LES COLONIES FRANCAISES
      N°22 Mayotte



 

 

 
     
 

COLLECTIVITE TERRITORIALE

 
     
 

 

 

LES COMORES

 

Mayotte

La Grande Comore

Mohéli

Anjouan



 

 

 
     
 
 
     
  LES COMORES  
     
 

Rappel historique entre 1890 et 1970.

 

Cet archipel de l’océan Indien est composé de quatre îles : la Grande Comore, Mohéli, Anjouan et Mayotte. Les Français y sont présents depuis 1843.

 

Un accord intervient entre grandes puissances en 1890 rattachant ces îles à la France. En 1908, elles sont rattachées juridiquement à Madagascar. Le lien culturel de l’ensemble est l’Islam sunnite.

 

En 1946, ces îles sont détachées de Madagascar et représentées au parlement français. Une assemblée territoriale existe depuis 1952. Un régime d’autonomie interne est institué en 1961, élargi en 1968.

 

L’indépendance est proclamée en 1975. Mayotte l’ayant refusée, reste dans la République française, avec le statut particulier de collectivité territoriale.

 

La mainmise coloniale

 

1886-1891.Le sultan d'Anjouan Abdallah Ier se rend, en 1816, sur l’île Bourbon pour solliciter la protection de Louis XVIII. Les divisions internes et la menace malgache permettent aux puissances coloniales (France, Portugal, Angleterre, l'Allemagne qui rivalisent pour imposer leur hégémonie dans cette zone stratégique contrôlant le commerce vers l'Orient) d'intervenir dans les affaires politiques des souverains locaux. Le 25 avril 1841, suite à la signature d'un traité, Mayotte devient protectorat français et le sultan Adrian Tsouli, qui avait conquis l'île 9 ans plut tôt, reçoit, alors qu'il était en train de perdre le pouvoir réel, en compensation une somme d'argent et les paiements des frais de scolarité de ses enfants à la Réunion. La France, trouve avec cet accord, qui constitue une véritable vente forcée pourtant présentée comme un accord commercial, un port stratégiquement important. Le roi Louis-Philippe entérine cette acquisition en 1843. L’esclavage y est aboli dès 1846.

* Données brutes

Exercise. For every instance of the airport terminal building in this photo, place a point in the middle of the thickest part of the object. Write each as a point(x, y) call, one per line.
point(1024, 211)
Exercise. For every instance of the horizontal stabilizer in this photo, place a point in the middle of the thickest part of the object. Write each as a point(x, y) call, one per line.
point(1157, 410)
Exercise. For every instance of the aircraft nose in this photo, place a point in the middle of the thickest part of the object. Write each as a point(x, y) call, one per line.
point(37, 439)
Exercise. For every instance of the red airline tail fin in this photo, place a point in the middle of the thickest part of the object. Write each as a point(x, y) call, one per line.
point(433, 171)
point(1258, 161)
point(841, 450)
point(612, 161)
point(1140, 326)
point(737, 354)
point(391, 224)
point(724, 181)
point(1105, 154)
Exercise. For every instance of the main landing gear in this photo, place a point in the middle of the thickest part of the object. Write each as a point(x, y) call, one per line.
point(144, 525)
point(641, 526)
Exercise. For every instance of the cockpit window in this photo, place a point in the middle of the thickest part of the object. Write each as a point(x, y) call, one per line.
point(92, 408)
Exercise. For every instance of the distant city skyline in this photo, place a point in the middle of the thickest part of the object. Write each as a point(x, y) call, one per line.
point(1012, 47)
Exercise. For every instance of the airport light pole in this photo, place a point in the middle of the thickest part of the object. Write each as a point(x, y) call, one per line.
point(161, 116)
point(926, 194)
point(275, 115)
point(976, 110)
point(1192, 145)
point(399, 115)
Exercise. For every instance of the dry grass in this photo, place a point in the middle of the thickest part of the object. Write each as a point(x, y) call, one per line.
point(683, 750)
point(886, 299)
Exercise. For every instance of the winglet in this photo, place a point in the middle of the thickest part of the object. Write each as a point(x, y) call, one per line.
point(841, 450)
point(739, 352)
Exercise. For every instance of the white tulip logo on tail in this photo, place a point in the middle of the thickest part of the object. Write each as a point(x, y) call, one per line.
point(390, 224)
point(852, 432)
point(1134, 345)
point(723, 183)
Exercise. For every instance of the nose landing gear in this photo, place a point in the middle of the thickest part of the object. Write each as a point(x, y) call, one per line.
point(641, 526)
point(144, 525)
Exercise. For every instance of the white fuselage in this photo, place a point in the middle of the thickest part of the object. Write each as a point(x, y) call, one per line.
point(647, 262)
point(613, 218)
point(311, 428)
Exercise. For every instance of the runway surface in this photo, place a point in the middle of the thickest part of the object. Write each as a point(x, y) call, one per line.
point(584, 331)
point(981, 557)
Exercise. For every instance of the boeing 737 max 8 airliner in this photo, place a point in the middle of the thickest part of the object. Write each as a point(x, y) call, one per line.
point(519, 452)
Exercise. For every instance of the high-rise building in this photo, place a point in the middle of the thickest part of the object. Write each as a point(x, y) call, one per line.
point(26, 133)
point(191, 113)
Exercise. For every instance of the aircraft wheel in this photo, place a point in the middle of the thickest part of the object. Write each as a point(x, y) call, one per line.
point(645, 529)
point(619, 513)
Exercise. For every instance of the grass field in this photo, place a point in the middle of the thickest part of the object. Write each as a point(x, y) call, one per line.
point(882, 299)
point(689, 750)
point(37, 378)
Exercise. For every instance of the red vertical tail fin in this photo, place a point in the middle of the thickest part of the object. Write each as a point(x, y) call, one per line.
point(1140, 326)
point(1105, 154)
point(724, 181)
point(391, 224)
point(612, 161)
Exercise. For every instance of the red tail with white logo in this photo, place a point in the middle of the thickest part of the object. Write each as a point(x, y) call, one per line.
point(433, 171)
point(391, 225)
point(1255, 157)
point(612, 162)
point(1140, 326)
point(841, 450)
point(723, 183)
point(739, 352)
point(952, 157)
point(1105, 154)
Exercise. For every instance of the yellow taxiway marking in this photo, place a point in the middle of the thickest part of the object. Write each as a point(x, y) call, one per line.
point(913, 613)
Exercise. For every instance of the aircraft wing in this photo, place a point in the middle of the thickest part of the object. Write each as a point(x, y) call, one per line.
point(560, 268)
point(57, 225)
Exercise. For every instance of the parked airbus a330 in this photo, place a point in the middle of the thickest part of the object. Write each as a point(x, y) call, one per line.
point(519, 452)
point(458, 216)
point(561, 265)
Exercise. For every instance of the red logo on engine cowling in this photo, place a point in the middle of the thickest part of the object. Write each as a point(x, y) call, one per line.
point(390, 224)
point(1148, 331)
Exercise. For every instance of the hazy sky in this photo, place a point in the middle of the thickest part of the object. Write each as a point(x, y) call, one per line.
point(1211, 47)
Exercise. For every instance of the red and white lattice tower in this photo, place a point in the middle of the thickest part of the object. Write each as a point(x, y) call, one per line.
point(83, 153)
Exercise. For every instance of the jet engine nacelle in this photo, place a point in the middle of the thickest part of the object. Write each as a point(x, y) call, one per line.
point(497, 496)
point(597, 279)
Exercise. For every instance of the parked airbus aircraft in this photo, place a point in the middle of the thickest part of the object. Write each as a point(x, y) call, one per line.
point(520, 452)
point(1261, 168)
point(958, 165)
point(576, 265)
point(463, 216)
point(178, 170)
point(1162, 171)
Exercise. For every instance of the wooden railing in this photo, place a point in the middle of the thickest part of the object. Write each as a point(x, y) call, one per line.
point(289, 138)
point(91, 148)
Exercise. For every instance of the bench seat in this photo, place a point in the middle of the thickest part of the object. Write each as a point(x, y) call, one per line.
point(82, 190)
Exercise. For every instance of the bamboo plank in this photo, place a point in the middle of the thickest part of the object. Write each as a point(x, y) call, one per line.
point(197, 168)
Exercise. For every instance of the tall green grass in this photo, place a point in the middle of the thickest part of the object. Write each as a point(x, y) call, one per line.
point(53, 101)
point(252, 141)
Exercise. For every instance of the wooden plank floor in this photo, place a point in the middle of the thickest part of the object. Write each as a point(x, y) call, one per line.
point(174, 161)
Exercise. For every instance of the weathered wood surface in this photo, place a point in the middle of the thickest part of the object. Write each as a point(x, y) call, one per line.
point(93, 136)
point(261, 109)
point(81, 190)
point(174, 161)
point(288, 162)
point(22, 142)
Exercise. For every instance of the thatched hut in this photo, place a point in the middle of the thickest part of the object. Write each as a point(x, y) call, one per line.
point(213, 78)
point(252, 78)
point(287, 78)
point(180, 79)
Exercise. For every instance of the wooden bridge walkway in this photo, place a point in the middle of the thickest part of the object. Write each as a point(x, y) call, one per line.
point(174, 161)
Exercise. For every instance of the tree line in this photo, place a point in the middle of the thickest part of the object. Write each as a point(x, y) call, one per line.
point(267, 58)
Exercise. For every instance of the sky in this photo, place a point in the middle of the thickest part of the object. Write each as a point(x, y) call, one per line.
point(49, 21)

* Consigne
Recopiez mot pour mot le passage du texte sur les Comores qui commence par « Rappel historique entre » et se termine par « présents depuis 1843. ».

* Réponse rédigée
Rappel historique entre 1890 et 1970.

 

Cet archipel de l’océan Indien est composé de quatre îles : la Grande Comore, Mohéli, Anjouan et Mayotte. Les Français y sont présents depuis 1843.